[Görevin amacı] Verilen metinde "O günden bu" ile başlayıp "yapıyormuşum aslında. )))" ile biten bölümü, "restoranda" yerine "lokantada" koyarak yeniden yazın.

[Verilen metin]
AĞUSTOS - 2025
Gördüğüm otoyollar, tüneller, viyadükler, hızlı trenler, dörder şeritli gidiş dönüş yollarıyla, şimdiye kadar gördüğüm 76 ülke içinde bana göre bir numara olmuşlar. Ve halen yeni yapılan köprüler, yollar, viyadükler, tüneller ve yeni konutlar ile ülke adeta bir şantiyeyi andırıyordu.
Mesleğim gereği dikkatimi çeken şeylerden birisi de, şehirlerin yakınında bulunan nükleer santraller, yol boyunca gördüğüm yüksek gerilim enerji nakil hatlarının yoğunluğu oldu. Elektrik demek medeniyet ve sanayi demektir.
Bir arkadaşım da bundan 30 yıl önce tercüman olarak Çin'e gitmişti. Üç gün üst üste ziyaret ettikleri bir fabrika müdürünün üzerinde aynı şort ve aynı tişort olduğunu, müdürün sözleriyle alacak oldukları mallar için pazarlık yapamayacağını ne fiyat verirlerse onu kabul edeceğini çünkü işçilerin yemeğe ihtiyaçları olduğunu söylemişti.
30 yıl önce bu ülke böyle açlık ile boğuşuyordu. Şanghay'da tanıştığım bir İngiliz, ''Buraya on yıl önce gelmiştim, herkes çok zayıftı ama şimdi o kadar şişman Çinliyi görünce şaşırdım'' dedi. Demek ki artık böyle bir problemleri kalmamış. Ben de çok sayıda, obez olmasa da, şişman Çinli gördüm. Aşağıdaki fotoğrafta İngiliz aile ile.
O günden bu güne Çinlilerin yaşamlarında çok büyük gelişme olmuş, restoranda gördüğüm yemek yiyen Çinlilerin masalarının üzeri yiyemeyecekleri kadar yemeklerle doluydu.
Demek ki ülkesi için çalışan, sadece kendilerinin ve çevresinin cebini düşünmeyen, gerçek vatanseverlerden oluşan yönetimlerle bu iş böyle oluyormuş. Başka Komünizm ile yönetilen ülkelerde de bulundum ama bu kadar gelişmiş başka Komünist ülke görmedim doğrusu.
Gençliğimde Mao Zeung'u sever onun politikalarına destek olarak Türkiye'ye uygulanmasını isterdim, tam bilmesemde ne doğru bir tercih yapıyormuşum aslında. )))

[Veri satırları]
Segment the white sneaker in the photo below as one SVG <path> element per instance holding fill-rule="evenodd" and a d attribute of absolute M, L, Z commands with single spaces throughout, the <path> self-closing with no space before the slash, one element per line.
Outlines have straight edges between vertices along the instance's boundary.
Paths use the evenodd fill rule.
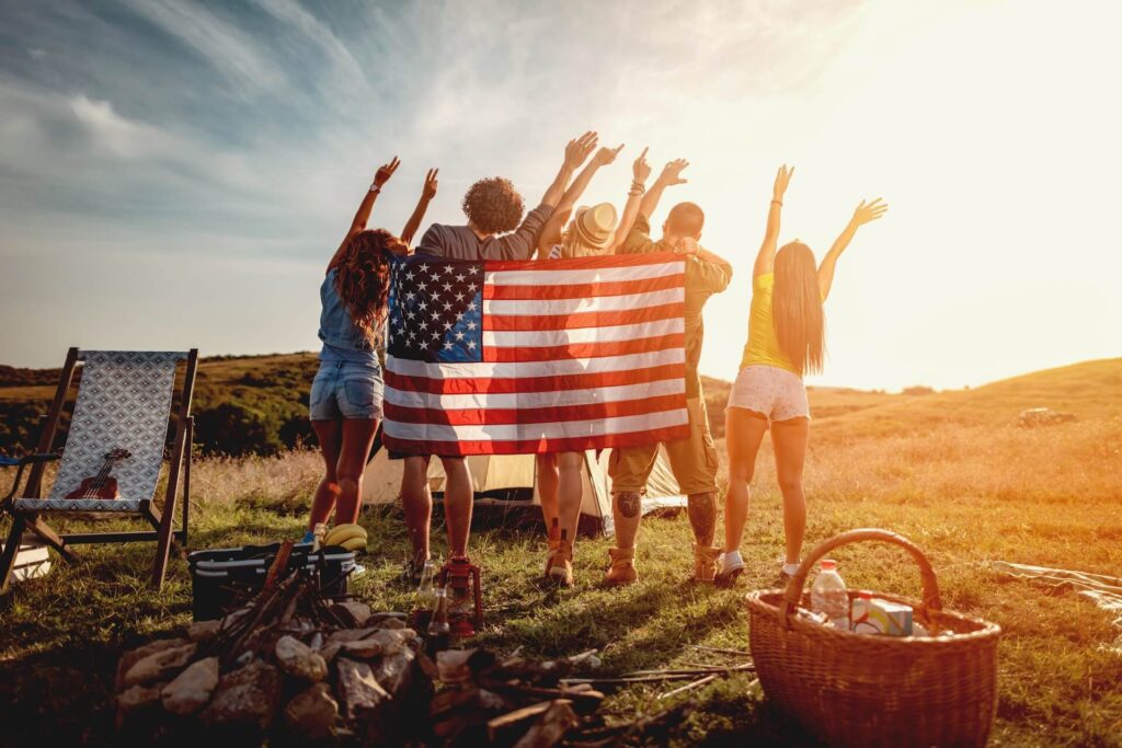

[Alıştırmanın yanıtı]
O günden bu güne Çinlilerin yaşamlarında çok büyük gelişme olmuş, lokantada gördüğüm yemek yiyen Çinlilerin masalarının üzeri yiyemeyecekleri kadar yemeklerle doluydu.
Demek ki ülkesi için çalışan, sadece kendilerinin ve çevresinin cebini düşünmeyen, gerçek vatanseverlerden oluşan yönetimlerle bu iş böyle oluyormuş. Başka Komünizm ile yönetilen ülkelerde de bulundum ama bu kadar gelişmiş başka Komünist ülke görmedim doğrusu.
Gençliğimde Mao Zeung'u sever onun politikalarına destek olarak Türkiye'ye uygulanmasını isterdim, tam bilmesemde ne doğru bir tercih yapıyormuşum aslında. )))